**Source text:**
--- START ---

Graphene is extremely thin and strong (the major reason it is so good at dissipating heat). Assuming a thickness of 3.35 Angstroms, it is about 100 times stronger than steel for the same thickness and 100 times faster. It also exhibits properties of ballistic transport of charges and large quantum oscillations in the material.

One of the biggest challenges in miniaturization of semiconductor devices, and electronic devices in general, is the smaller or the faster your device is, the more challenging it is to cool it down. This is one of graphene’s shining stars. It has very high thermal conductivity so it is able to quickly dissipate heat, resulting in cooler running circuits.

The Department of Energy’s Stanford Linear Accelerator Center (SLAC) looked at what happens to the various properties of materials when combining graphene with common types of semiconducting polymers. They found that a thin film of the polymer transported electric charge even better when grown on a single layer of graphene than it does when placed on a thin layer of silicon.

Standard theory for semiconductor polymers is that the thinner the polymer film, the faster and more efficient it is relative to electron flow. However, this set of experiments showed that a polymer film about 50 nanometers thick conducted the charge about 50 times better when deposited on graphene than the same film about 10 nanometers thick alone. If it can be mass produced cheaply and consistently enough, that changes the game for graphene semiconductors.

It also has far-reaching implications for wearable electronics, where flexible materials will be a huge enabler for a wide variety of devices. Other application that are likely candidates are photovoltaics, medical sensors, and touch screens.

For generic semiconductor design, graphene can be rolled into a cylinder, basically becoming a “semiconducting carbon nanotube.” At room temperature, the mobility is more than 100,000 cm2/Vs (with potentially 200,000 cm2/Vs). Compare that to the roughly 1,400 cm2/Vs for typical semiconductors and 5,000 to 6,000 cm2/Vs for some of the latest technologies. That translates into extremely high switching speeds.

The implications of this for ICs is mindboggling. Not only can these devices turn on and off extremely fast, but with graphene’s enhanced thermal characteristics, generations of graphene-based chips can be super-fast, super-small and have fewer heat issues. It could make those 100 MHz DACs look like they’re standing still.

But its conductivity is still a bit too high for many applications. And, as was mentioned earlier, creating a band gap is still in the experimental stages. From a production perspective, unlike their silicon brethren, which are carved from large silicon crystals, this doesn’t scale to graphene nanoribbons, which are as narrow as 2nm. And they are expensive and rather complicated to produce. Finally, while the possibility of switching graphene nanotubes or ribbons is theoretically possible, it is a very fragile proposition because these devices are 100,000 time smaller than a human hair.

--- END ---

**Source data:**
--- START ---

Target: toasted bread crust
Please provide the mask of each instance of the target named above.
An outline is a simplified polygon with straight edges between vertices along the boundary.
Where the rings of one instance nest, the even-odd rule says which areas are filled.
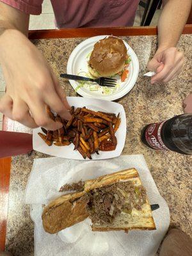
[[[88,198],[86,196],[88,192],[105,186],[127,180],[132,180],[138,186],[141,184],[137,170],[135,168],[131,168],[86,180],[83,191],[65,195],[56,198],[44,210],[42,221],[45,231],[50,234],[54,234],[83,221],[88,217],[86,210]],[[147,200],[147,204],[149,205]],[[147,223],[148,225],[146,227],[136,225],[134,227],[129,228],[126,227],[126,225],[120,228],[92,225],[92,228],[93,231],[156,229],[156,225],[152,217],[147,218]]]
[[[124,170],[114,173],[107,174],[99,177],[97,179],[86,180],[84,182],[84,190],[88,192],[90,190],[104,187],[114,183],[125,182],[134,178],[138,178],[139,175],[135,168]]]
[[[86,210],[87,198],[83,196],[61,196],[45,207],[42,214],[45,231],[50,234],[57,233],[62,229],[83,221],[88,216]],[[71,195],[71,194],[70,194]],[[66,195],[68,196],[68,195]]]

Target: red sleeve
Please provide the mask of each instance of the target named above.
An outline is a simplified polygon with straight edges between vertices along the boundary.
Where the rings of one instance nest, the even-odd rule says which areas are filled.
[[[42,13],[44,0],[0,0],[21,12],[28,14],[39,15]]]

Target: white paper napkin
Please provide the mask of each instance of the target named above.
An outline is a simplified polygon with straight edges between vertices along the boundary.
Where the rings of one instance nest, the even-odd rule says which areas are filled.
[[[89,219],[51,235],[42,223],[42,204],[62,195],[65,183],[95,178],[121,170],[136,168],[147,189],[150,204],[159,204],[153,212],[156,230],[92,232]],[[31,205],[35,222],[35,255],[154,256],[170,224],[170,212],[160,195],[142,155],[123,156],[113,159],[82,162],[58,157],[34,161],[26,190],[26,204]]]

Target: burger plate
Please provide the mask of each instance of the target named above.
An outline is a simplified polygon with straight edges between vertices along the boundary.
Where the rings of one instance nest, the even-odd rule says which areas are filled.
[[[108,35],[91,37],[79,44],[72,52],[67,63],[67,72],[73,75],[86,76],[88,74],[88,61],[89,56],[93,49],[94,44],[100,39]],[[109,93],[103,92],[103,88],[99,86],[97,90],[90,90],[90,85],[79,86],[79,83],[74,80],[69,80],[73,88],[83,97],[100,99],[108,100],[115,100],[126,95],[135,84],[139,73],[139,61],[138,58],[129,44],[124,40],[127,49],[127,54],[131,61],[129,66],[129,76],[125,82],[121,82],[119,76],[114,78],[117,79],[118,88],[110,89]],[[77,87],[78,86],[78,87]],[[109,93],[109,94],[108,94]]]

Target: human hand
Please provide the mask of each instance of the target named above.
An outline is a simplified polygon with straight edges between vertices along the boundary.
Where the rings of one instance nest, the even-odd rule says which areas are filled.
[[[48,116],[46,106],[61,118],[69,119],[70,106],[43,54],[23,34],[13,29],[1,36],[0,49],[6,84],[0,111],[31,128],[61,128],[61,123]]]
[[[183,54],[175,47],[159,49],[148,63],[147,68],[157,73],[151,78],[151,83],[167,83],[177,76],[184,64]]]

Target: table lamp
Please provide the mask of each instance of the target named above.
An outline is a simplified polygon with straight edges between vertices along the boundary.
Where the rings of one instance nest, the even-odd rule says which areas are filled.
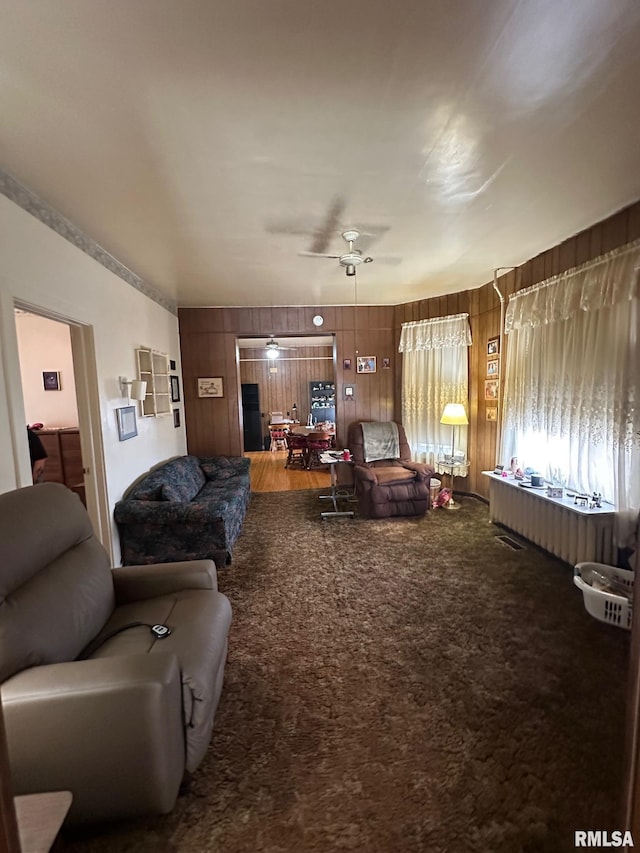
[[[453,501],[453,478],[455,476],[456,462],[456,427],[458,425],[465,426],[469,423],[469,418],[462,403],[447,403],[442,411],[440,418],[441,424],[451,424],[451,497],[447,504],[449,509],[457,509],[458,505]]]

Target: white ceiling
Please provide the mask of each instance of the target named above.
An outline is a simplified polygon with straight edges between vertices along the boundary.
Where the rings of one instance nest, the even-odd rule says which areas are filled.
[[[0,166],[183,306],[489,281],[640,197],[638,0],[1,0]],[[356,244],[359,245],[359,244]]]

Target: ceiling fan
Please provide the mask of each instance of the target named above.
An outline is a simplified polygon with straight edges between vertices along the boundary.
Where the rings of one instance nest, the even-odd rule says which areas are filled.
[[[356,267],[360,264],[370,264],[373,258],[370,255],[363,255],[362,251],[356,248],[353,244],[360,237],[360,232],[355,228],[351,228],[342,232],[342,239],[348,244],[349,249],[342,255],[326,255],[323,252],[299,252],[303,257],[311,258],[333,258],[337,260],[340,266],[345,268],[347,275],[355,275]],[[400,263],[399,258],[384,258],[385,263]]]

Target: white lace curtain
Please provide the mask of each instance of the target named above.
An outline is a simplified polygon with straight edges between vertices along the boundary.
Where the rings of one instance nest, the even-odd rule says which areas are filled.
[[[467,347],[471,345],[468,314],[403,323],[402,423],[413,458],[435,462],[451,453],[451,426],[440,423],[447,403],[469,399]],[[455,427],[455,450],[467,454],[467,427]]]
[[[640,242],[514,294],[501,459],[640,507]]]

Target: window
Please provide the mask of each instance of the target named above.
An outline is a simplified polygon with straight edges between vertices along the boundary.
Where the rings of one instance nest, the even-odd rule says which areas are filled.
[[[433,463],[452,451],[453,431],[440,418],[447,403],[467,405],[470,345],[468,314],[402,325],[402,423],[417,461]],[[455,448],[466,457],[466,426],[456,427]]]
[[[511,297],[502,461],[640,506],[640,246]]]

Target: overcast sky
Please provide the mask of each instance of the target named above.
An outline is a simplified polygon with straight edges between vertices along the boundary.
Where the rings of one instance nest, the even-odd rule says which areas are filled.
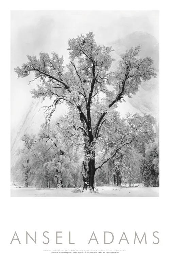
[[[97,43],[102,45],[119,42],[119,40],[126,38],[136,31],[150,34],[158,42],[158,15],[157,11],[12,11],[12,128],[17,129],[22,117],[28,111],[32,100],[29,91],[36,84],[29,85],[28,82],[31,77],[18,80],[14,72],[16,66],[20,66],[27,61],[27,54],[38,55],[41,51],[48,53],[54,51],[63,55],[68,62],[68,40],[89,31],[94,32]],[[129,44],[131,40],[133,45],[133,38],[128,38]],[[145,49],[147,47],[147,45]],[[153,54],[154,56],[154,53]],[[135,111],[138,108],[140,109],[140,104],[144,102],[147,109],[151,109],[157,119],[158,110],[155,110],[158,104],[157,84],[155,89],[154,86],[158,81],[157,79],[156,82],[151,83],[153,87],[151,95],[155,97],[155,100],[153,97],[151,99],[149,106],[147,96],[148,89],[144,88],[133,101],[128,100],[125,108],[122,104],[120,107],[121,111]]]

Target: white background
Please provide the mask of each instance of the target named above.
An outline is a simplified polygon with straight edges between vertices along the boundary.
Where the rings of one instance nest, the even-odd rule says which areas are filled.
[[[1,14],[1,196],[0,253],[2,255],[49,255],[44,250],[125,250],[119,255],[163,255],[169,252],[169,22],[165,1],[56,1],[4,2]],[[11,198],[10,195],[10,10],[160,10],[160,172],[159,198]],[[10,243],[15,231],[21,244]],[[37,231],[37,244],[26,244],[25,232]],[[49,232],[50,242],[42,243],[42,232]],[[63,244],[55,244],[55,232],[63,231]],[[74,245],[68,244],[69,231]],[[99,242],[88,242],[94,231]],[[104,231],[114,235],[114,242],[104,244]],[[134,245],[136,231],[145,231],[147,244]],[[159,232],[160,242],[152,243]],[[124,231],[129,242],[119,240]],[[154,241],[155,241],[155,239]],[[65,254],[66,255],[66,254]],[[71,255],[71,254],[70,254]],[[77,254],[77,255],[78,255]],[[108,254],[109,255],[109,254]],[[118,254],[119,255],[119,254]],[[97,254],[96,254],[97,255]]]

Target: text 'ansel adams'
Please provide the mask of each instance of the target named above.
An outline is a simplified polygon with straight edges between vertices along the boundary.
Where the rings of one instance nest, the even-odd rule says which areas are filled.
[[[34,235],[33,234],[34,233]],[[124,231],[122,234],[118,238],[119,241],[118,244],[120,244],[122,241],[124,240],[124,242],[127,244],[147,244],[147,234],[144,231],[142,233],[142,235],[139,236],[137,232],[135,231],[134,232],[134,239],[133,241],[131,240],[128,238],[128,236],[126,236],[125,232]],[[50,238],[49,236],[49,232],[48,231],[44,231],[41,234],[41,237],[42,237],[41,242],[44,244],[48,244],[50,243]],[[157,236],[159,232],[158,231],[154,231],[153,232],[152,236],[152,240],[151,242],[149,241],[149,243],[151,242],[154,244],[157,244],[159,242],[159,239]],[[56,244],[63,244],[63,231],[56,231],[55,233],[54,232],[54,235],[55,236],[56,242]],[[67,236],[68,238],[68,243],[69,244],[74,244],[76,243],[75,238],[72,237],[71,236],[71,232],[69,231],[68,233],[64,234],[64,235]],[[17,233],[16,231],[14,233],[14,235],[11,242],[11,244],[16,244],[17,242],[18,244],[26,243],[26,244],[31,244],[34,243],[37,244],[37,231],[32,232],[31,234],[29,233],[27,231],[26,231],[26,236],[23,238],[21,237],[20,234]],[[98,238],[98,234],[93,231],[92,233],[89,234],[89,238],[86,241],[84,241],[85,243],[89,244],[94,243],[94,244],[99,244],[99,243],[104,244],[109,244],[114,242],[114,233],[110,231],[104,231],[103,232],[103,239],[102,241],[99,241]],[[24,242],[22,241],[24,240]],[[39,239],[38,239],[39,241]],[[124,241],[125,240],[125,241]],[[22,241],[22,243],[21,242]]]

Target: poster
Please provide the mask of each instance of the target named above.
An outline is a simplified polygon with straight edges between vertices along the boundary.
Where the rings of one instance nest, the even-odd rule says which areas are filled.
[[[3,255],[168,251],[159,12],[106,6],[11,9]]]

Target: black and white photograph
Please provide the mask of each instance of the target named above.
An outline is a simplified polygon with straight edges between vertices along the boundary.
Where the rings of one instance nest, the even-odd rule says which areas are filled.
[[[159,196],[159,16],[11,11],[11,197]]]
[[[1,10],[1,255],[166,255],[165,1]]]

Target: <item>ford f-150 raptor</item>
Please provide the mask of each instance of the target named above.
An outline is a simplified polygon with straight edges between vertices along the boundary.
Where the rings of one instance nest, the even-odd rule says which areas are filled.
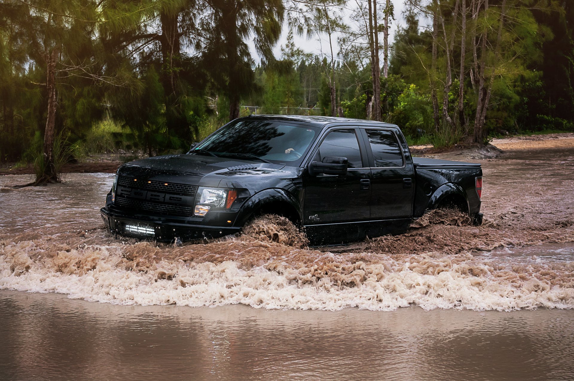
[[[101,213],[113,234],[170,242],[239,232],[285,216],[311,242],[400,234],[427,209],[480,213],[479,164],[413,157],[399,127],[340,118],[257,115],[186,154],[118,169]]]

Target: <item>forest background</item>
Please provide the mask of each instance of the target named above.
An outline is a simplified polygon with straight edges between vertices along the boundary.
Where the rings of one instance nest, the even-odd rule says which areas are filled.
[[[0,0],[0,161],[55,181],[71,157],[187,151],[252,113],[437,147],[574,131],[574,0],[397,1]]]

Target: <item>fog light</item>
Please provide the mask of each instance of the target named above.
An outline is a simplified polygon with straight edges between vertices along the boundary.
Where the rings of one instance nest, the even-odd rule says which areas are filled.
[[[210,209],[211,209],[211,207],[208,207],[207,205],[195,205],[195,210],[193,211],[193,214],[196,216],[205,216]]]

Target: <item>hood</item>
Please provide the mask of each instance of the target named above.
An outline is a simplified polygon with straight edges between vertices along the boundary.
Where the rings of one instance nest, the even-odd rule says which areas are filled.
[[[206,176],[213,178],[221,175],[216,176],[221,180],[234,176],[257,176],[275,172],[284,166],[249,160],[182,154],[156,156],[126,163],[119,168],[118,174],[149,180],[173,178],[173,176],[181,178],[183,175],[189,177],[185,182],[198,184],[198,178]]]

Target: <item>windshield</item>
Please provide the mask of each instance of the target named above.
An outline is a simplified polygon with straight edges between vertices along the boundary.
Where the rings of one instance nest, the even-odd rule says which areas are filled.
[[[252,155],[264,160],[295,161],[307,150],[316,134],[310,127],[297,125],[241,120],[219,129],[195,149],[218,156]]]

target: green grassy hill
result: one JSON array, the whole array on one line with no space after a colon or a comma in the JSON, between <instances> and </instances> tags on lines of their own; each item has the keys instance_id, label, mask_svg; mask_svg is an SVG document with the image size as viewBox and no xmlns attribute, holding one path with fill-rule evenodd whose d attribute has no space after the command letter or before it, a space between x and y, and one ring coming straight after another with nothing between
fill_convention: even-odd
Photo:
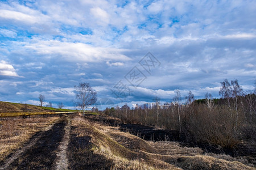
<instances>
[{"instance_id":1,"label":"green grassy hill","mask_svg":"<svg viewBox=\"0 0 256 170\"><path fill-rule=\"evenodd\" d=\"M72 112L77 110L56 109L32 104L0 101L0 113L22 112Z\"/></svg>"}]
</instances>

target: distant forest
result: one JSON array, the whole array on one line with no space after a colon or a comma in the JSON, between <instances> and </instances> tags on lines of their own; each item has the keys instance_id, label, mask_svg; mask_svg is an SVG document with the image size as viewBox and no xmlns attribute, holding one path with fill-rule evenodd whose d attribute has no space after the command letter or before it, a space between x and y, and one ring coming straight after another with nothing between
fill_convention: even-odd
<instances>
[{"instance_id":1,"label":"distant forest","mask_svg":"<svg viewBox=\"0 0 256 170\"><path fill-rule=\"evenodd\" d=\"M235 148L241 141L255 141L256 90L244 91L236 79L221 84L220 99L207 93L205 99L195 100L190 91L181 104L176 90L170 103L160 104L156 97L152 107L145 104L131 109L125 104L107 108L104 113L126 122L163 128L175 139L195 143Z\"/></svg>"}]
</instances>

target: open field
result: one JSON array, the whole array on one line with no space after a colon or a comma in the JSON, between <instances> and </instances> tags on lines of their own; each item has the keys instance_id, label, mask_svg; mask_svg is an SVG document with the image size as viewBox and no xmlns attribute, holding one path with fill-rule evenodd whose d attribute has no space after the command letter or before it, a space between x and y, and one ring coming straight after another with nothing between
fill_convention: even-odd
<instances>
[{"instance_id":1,"label":"open field","mask_svg":"<svg viewBox=\"0 0 256 170\"><path fill-rule=\"evenodd\" d=\"M109 117L34 116L1 122L0 169L255 169L243 158L144 140Z\"/></svg>"}]
</instances>

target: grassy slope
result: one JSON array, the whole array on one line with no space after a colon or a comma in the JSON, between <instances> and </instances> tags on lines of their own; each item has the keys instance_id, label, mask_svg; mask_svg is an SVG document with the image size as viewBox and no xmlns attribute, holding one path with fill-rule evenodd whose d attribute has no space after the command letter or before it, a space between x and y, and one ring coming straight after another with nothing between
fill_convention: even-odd
<instances>
[{"instance_id":1,"label":"grassy slope","mask_svg":"<svg viewBox=\"0 0 256 170\"><path fill-rule=\"evenodd\" d=\"M0 112L22 112L24 108L29 112L75 112L77 110L56 109L40 107L32 104L24 104L10 102L0 101Z\"/></svg>"}]
</instances>

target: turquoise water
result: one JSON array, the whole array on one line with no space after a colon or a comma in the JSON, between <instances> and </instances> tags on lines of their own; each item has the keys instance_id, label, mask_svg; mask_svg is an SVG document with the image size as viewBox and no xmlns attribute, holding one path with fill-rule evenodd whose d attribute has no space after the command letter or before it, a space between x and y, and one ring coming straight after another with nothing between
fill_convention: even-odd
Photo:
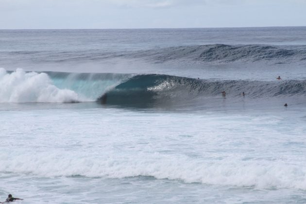
<instances>
[{"instance_id":1,"label":"turquoise water","mask_svg":"<svg viewBox=\"0 0 306 204\"><path fill-rule=\"evenodd\" d=\"M305 30L0 31L0 201L305 203Z\"/></svg>"}]
</instances>

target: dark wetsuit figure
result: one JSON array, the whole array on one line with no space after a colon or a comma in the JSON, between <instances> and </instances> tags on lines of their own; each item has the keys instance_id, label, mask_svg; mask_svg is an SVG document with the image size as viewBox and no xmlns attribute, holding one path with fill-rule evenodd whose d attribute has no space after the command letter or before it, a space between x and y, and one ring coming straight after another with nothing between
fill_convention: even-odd
<instances>
[{"instance_id":1,"label":"dark wetsuit figure","mask_svg":"<svg viewBox=\"0 0 306 204\"><path fill-rule=\"evenodd\" d=\"M20 198L13 198L13 196L12 196L12 195L9 194L8 195L8 198L7 198L6 199L6 200L5 200L5 202L12 202L14 201L15 201L15 200L23 200L23 199L21 199Z\"/></svg>"}]
</instances>

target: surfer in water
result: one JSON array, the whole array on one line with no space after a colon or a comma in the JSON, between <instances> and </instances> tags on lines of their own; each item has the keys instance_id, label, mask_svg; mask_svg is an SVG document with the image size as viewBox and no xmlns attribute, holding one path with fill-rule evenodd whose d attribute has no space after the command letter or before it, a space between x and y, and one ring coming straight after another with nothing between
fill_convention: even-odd
<instances>
[{"instance_id":1,"label":"surfer in water","mask_svg":"<svg viewBox=\"0 0 306 204\"><path fill-rule=\"evenodd\" d=\"M5 203L12 202L15 200L23 200L23 199L21 199L21 198L14 198L13 196L12 195L12 194L9 194L7 198L6 199L6 200L5 200ZM4 204L4 203L2 203L2 202L0 202L0 203Z\"/></svg>"}]
</instances>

--- END ---

**Prompt:** Echo the passage of the graphene text that opens with the words containing "Graphene is extremely" and closes with "in the material.". The lines are not needed for this.

**Answer box:**
Graphene is extremely thin and strong (the major reason it is so good at dissipating heat). Assuming a thickness of 3.35 Angstroms, it is about 100 times stronger than steel for the same thickness and 100 times faster. It also exhibits properties of ballistic transport of charges and large quantum oscillations in the material.